• **DATA SECTION**:
┄┄┄┄┄┄┄┄┄┄

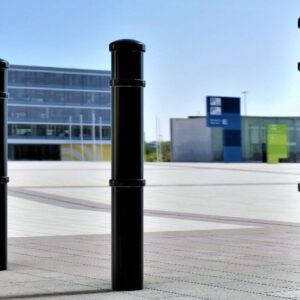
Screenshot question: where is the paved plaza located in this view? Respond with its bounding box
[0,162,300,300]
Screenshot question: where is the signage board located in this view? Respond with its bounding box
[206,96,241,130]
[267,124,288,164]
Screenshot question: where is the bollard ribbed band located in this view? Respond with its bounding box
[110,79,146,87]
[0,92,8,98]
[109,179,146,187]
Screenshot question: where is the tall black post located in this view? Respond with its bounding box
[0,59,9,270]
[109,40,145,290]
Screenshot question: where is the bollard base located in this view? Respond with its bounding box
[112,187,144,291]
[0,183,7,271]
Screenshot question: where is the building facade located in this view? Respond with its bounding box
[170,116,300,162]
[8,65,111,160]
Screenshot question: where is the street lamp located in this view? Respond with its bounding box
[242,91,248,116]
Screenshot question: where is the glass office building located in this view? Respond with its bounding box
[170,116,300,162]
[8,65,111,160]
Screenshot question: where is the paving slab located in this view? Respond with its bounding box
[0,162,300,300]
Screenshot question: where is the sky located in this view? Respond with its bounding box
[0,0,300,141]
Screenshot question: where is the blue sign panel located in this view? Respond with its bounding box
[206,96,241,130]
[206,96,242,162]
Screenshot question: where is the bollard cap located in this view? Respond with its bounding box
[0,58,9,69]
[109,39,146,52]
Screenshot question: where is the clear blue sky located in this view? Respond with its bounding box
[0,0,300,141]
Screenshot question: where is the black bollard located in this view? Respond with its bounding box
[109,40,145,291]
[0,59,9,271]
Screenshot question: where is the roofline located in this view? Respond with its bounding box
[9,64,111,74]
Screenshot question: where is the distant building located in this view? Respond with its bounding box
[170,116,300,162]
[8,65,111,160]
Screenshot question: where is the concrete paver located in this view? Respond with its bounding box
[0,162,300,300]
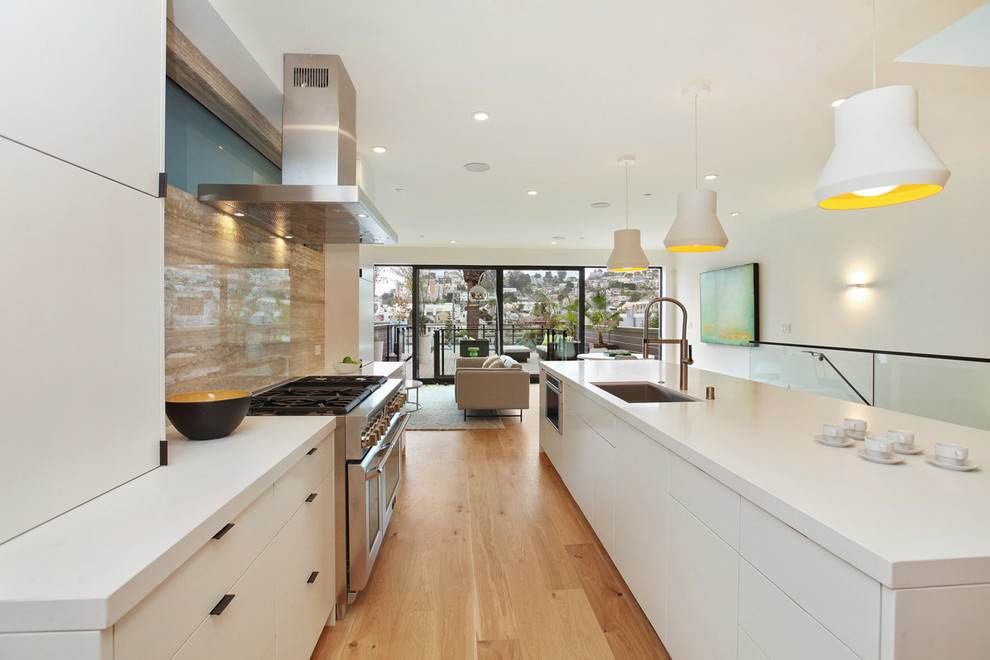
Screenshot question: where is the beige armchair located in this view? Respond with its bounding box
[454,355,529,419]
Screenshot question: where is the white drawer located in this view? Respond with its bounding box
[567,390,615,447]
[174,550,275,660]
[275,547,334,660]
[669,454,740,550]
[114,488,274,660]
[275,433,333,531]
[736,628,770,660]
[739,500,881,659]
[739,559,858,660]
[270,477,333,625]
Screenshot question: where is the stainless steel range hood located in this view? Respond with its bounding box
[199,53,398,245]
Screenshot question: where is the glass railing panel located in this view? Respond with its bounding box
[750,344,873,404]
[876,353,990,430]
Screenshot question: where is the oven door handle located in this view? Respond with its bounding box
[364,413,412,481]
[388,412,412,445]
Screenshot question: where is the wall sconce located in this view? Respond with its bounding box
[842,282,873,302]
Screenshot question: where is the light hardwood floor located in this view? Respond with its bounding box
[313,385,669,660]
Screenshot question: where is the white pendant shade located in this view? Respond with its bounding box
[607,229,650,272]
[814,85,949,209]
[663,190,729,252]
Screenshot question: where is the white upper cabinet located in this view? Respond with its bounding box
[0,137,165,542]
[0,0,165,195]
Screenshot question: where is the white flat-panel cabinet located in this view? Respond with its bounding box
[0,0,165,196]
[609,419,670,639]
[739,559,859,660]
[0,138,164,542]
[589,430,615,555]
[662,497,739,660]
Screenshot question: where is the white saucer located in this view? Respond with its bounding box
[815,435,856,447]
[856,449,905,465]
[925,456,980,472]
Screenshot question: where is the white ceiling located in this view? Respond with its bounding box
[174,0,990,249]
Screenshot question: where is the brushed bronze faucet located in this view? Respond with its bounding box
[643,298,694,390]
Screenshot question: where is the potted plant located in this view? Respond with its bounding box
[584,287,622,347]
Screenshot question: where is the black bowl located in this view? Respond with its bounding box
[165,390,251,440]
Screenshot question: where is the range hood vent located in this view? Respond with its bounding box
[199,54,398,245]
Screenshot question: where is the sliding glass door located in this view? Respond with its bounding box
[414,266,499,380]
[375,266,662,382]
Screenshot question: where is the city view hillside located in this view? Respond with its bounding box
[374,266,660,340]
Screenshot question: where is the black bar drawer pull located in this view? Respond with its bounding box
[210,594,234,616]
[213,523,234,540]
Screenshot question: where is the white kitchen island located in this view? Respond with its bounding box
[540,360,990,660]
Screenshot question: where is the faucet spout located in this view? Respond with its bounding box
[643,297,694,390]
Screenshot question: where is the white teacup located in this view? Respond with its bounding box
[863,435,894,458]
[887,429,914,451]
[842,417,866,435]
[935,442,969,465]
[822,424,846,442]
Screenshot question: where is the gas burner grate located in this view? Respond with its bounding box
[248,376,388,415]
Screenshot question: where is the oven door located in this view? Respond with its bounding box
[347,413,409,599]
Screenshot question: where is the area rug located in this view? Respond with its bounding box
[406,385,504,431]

┄┄┄┄┄┄┄┄┄┄

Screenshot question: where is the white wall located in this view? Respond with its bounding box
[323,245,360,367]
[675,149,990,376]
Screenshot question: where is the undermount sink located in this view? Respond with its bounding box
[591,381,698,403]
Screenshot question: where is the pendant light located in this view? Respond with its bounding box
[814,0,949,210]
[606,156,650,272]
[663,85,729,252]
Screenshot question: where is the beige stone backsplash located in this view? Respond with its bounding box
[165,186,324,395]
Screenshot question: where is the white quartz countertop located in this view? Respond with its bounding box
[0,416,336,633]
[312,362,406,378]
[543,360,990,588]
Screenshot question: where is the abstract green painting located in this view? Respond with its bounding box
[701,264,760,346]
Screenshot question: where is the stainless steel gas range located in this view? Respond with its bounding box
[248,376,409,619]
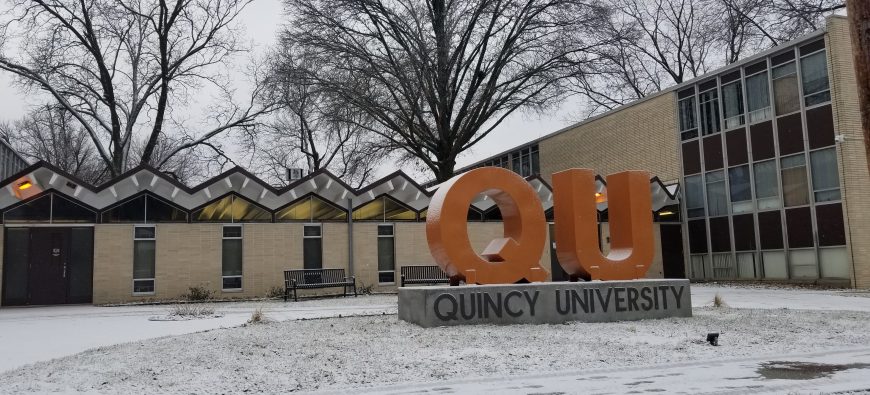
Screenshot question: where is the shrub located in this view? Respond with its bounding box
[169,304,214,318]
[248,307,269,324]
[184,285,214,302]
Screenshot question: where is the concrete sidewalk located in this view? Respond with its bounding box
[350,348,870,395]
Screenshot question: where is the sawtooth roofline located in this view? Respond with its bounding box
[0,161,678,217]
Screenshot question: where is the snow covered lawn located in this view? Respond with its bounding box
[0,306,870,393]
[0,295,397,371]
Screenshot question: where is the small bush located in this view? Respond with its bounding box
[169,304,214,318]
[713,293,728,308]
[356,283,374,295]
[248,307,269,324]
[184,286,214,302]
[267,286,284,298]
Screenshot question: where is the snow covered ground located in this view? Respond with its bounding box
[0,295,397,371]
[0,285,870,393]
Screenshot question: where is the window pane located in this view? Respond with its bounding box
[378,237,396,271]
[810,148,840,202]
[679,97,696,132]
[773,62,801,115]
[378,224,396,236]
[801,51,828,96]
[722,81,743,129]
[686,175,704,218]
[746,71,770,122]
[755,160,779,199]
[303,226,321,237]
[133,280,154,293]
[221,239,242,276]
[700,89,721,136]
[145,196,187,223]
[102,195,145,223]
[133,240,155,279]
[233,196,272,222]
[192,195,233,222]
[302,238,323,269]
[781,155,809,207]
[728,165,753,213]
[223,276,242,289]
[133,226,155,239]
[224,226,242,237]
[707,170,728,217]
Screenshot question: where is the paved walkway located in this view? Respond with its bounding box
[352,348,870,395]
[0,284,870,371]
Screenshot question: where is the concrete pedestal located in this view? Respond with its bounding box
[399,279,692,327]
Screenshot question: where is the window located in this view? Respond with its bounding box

┄┄┄┄┄┄┄┄┄┄

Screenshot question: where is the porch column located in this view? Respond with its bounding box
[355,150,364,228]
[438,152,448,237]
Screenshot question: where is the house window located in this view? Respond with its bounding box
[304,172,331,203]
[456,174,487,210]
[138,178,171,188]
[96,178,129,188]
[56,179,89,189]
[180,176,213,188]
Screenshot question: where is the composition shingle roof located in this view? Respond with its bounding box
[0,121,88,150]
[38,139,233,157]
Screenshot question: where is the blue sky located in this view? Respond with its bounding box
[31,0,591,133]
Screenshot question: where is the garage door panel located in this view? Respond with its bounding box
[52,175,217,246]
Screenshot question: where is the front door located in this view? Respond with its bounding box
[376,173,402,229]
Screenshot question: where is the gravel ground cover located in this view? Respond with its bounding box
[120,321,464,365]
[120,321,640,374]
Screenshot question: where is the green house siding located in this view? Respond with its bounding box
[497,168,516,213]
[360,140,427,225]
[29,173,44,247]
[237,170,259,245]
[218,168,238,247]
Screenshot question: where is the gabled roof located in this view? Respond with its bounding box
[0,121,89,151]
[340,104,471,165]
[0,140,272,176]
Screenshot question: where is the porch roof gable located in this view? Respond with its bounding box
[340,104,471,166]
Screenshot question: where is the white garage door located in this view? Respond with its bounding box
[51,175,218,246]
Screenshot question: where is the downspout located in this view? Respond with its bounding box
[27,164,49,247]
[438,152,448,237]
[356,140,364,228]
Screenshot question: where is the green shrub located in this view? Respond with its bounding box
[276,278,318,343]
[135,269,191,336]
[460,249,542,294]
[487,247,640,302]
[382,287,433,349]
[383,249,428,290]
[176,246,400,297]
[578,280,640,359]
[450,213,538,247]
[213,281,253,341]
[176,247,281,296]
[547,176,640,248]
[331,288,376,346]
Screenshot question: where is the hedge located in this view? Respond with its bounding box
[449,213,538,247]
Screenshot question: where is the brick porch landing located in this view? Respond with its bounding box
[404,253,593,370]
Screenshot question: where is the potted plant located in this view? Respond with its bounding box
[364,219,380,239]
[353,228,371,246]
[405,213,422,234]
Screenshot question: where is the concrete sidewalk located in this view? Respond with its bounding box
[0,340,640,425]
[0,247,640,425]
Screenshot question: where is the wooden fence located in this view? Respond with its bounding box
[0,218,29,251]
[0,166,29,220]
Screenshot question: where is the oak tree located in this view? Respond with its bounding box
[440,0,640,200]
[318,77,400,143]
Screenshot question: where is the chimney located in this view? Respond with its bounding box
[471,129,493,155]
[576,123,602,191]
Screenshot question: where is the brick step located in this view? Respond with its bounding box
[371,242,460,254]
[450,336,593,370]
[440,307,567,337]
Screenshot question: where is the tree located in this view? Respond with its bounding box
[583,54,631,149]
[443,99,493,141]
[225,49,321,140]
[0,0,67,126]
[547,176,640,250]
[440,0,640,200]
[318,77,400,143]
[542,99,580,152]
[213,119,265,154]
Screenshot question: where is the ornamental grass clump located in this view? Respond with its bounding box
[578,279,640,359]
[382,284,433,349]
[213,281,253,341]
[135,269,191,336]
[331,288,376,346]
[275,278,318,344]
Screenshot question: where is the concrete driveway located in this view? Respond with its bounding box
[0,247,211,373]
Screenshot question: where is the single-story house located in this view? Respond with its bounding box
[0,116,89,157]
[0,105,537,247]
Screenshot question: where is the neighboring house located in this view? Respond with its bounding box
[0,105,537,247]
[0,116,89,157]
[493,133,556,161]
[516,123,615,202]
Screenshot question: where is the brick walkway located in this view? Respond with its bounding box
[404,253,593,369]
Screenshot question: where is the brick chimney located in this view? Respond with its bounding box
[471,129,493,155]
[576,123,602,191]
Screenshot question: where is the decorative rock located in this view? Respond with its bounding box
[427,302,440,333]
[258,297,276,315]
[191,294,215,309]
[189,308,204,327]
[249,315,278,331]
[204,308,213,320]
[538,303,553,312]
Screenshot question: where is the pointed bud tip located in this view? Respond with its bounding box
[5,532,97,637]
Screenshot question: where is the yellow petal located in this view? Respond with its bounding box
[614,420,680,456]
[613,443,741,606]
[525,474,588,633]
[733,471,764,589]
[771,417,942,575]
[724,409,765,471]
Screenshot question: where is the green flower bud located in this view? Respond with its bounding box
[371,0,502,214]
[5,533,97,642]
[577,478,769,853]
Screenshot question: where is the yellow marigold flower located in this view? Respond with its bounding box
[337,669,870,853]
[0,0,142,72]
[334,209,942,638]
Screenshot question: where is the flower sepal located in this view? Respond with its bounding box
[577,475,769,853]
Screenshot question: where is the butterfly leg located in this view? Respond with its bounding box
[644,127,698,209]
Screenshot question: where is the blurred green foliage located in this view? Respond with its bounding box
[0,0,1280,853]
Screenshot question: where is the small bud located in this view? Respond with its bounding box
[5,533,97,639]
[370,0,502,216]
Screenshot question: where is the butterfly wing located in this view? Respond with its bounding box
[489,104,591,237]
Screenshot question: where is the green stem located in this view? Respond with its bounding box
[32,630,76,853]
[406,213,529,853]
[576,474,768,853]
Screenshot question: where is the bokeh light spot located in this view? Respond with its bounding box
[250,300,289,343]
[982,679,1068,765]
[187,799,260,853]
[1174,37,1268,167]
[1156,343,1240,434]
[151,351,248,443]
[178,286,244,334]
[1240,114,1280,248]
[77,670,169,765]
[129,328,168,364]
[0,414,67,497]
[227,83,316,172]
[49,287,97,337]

┄┄┄┄┄┄┄┄┄┄

Reproduce the stretch of the data from the line that contains "Screenshot question: where is the ornamental" through the line that contains "[0,247,211,373]", with both of those lines included.

• **ANSWER BELOW**:
Screenshot question: where is the ornamental grass clump located in this view? Respond with its bounding box
[578,279,640,359]
[382,284,433,349]
[213,281,253,341]
[135,269,191,336]
[331,288,376,346]
[275,278,318,344]
Screenshot question: where is the concrete driveway located in this view? Respond with its bounding box
[0,247,211,373]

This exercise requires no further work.